▶ DATA:
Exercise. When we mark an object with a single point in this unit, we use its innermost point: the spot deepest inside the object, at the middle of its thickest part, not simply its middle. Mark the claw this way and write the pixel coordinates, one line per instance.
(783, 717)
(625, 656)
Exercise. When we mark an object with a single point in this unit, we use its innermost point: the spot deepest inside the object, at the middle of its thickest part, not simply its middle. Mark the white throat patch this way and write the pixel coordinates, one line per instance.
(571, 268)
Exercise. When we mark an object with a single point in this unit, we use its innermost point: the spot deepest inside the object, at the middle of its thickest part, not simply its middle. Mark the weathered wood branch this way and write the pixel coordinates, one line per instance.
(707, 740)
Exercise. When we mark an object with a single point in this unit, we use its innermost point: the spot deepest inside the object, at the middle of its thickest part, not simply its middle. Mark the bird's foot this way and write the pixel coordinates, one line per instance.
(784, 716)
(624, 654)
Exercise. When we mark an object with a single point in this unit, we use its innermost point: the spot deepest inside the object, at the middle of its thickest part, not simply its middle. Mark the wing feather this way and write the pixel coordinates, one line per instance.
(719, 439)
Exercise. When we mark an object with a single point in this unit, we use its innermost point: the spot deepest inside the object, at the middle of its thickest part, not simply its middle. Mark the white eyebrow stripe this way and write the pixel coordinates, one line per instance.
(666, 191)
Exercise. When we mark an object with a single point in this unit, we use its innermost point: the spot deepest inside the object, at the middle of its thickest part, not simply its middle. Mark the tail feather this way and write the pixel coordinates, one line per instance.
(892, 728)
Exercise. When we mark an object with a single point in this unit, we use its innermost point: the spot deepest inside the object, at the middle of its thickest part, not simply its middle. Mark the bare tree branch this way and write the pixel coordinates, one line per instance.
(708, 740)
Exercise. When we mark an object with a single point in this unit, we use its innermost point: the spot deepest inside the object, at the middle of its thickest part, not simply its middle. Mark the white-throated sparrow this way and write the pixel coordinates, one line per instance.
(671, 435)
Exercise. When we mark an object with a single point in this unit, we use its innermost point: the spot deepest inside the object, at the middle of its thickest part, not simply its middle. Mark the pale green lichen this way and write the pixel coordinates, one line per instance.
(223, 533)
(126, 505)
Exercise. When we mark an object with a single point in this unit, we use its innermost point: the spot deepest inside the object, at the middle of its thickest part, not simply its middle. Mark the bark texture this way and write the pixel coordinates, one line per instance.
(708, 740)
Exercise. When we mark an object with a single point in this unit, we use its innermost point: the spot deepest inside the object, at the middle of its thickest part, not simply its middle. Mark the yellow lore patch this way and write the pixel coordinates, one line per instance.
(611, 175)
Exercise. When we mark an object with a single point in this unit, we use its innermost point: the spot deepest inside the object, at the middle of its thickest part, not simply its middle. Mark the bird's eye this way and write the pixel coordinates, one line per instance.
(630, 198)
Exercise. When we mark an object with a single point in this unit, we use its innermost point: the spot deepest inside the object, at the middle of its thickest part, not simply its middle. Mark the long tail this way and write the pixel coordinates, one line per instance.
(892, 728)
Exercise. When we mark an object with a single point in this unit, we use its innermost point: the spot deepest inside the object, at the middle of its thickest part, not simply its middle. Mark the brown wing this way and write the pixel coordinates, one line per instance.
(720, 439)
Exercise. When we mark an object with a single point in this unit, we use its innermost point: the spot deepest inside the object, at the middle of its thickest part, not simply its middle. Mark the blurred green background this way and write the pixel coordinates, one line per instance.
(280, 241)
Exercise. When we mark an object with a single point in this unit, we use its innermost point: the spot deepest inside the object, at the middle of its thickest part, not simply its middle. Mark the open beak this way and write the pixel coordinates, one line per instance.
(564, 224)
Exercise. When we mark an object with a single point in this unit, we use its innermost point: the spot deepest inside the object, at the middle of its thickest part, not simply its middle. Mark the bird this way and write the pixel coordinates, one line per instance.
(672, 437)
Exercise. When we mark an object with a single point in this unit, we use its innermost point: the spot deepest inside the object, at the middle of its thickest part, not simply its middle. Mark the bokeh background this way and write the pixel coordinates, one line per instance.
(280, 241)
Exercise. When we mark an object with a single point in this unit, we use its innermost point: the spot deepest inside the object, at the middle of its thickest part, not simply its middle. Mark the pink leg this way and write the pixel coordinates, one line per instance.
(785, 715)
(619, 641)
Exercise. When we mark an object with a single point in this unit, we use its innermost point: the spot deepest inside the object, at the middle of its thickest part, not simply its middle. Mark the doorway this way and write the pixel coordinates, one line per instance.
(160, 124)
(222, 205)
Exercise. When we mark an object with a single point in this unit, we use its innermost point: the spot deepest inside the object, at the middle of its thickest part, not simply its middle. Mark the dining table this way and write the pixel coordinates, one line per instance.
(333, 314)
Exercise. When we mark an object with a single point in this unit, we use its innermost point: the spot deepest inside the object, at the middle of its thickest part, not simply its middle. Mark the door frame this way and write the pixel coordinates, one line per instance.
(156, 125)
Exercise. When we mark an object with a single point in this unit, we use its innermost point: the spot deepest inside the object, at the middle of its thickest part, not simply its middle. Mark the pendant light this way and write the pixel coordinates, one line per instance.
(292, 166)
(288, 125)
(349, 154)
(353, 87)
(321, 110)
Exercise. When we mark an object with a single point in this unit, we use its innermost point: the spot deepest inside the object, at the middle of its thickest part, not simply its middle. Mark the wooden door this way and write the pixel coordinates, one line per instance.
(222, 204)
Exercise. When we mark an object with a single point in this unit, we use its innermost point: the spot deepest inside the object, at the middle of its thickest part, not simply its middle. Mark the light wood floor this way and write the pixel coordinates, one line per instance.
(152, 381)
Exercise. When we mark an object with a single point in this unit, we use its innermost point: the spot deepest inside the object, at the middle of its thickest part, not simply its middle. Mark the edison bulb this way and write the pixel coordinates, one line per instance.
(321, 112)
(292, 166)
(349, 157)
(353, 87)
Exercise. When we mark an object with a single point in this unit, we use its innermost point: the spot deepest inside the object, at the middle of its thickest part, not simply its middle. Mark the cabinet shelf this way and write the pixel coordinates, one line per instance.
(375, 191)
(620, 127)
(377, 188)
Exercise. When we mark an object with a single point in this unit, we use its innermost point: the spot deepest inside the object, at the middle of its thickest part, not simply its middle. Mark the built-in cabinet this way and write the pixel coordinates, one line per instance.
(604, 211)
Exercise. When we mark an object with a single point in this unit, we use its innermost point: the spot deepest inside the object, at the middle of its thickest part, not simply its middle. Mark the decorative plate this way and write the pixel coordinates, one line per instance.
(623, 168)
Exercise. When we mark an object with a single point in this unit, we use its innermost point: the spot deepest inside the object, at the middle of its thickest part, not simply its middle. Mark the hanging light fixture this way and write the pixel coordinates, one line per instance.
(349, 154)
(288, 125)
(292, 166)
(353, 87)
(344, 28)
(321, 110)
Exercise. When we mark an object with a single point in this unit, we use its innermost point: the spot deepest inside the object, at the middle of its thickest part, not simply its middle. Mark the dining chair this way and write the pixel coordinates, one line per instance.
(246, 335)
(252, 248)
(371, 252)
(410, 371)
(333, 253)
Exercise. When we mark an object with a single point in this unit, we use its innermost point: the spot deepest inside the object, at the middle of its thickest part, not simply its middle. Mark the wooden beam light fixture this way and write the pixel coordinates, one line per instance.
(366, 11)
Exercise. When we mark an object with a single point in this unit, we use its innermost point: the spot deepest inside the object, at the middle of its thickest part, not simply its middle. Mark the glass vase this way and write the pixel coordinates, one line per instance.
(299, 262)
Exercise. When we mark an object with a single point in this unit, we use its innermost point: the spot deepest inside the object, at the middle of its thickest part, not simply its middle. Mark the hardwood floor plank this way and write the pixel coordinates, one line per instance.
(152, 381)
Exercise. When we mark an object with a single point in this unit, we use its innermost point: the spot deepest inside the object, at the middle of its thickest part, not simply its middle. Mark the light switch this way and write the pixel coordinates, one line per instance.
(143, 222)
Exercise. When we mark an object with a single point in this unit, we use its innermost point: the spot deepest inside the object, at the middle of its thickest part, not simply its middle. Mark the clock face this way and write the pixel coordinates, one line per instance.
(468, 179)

▶ WHAT NEEDS TO BE DONE: Give back exactly the lines from the line holding "the light switch" through the last line of the listing, including both.

▶ THE OUTPUT:
Exercise. When we mark an object with a single point in this unit, we use its innermost point: the spot deepest inside the object, at the middle of its thickest part, not simply its middle. Mark the light switch this way and write the pixel coordinates, one line per instance.
(143, 222)
Exercise. When we mark an object with a single point in this unit, we use its innermost point: the spot deepest inside the object, at the middle of its thickest part, not simply its middle. Mark the clock face this way and write the pixel coordinates, one line per instance.
(468, 179)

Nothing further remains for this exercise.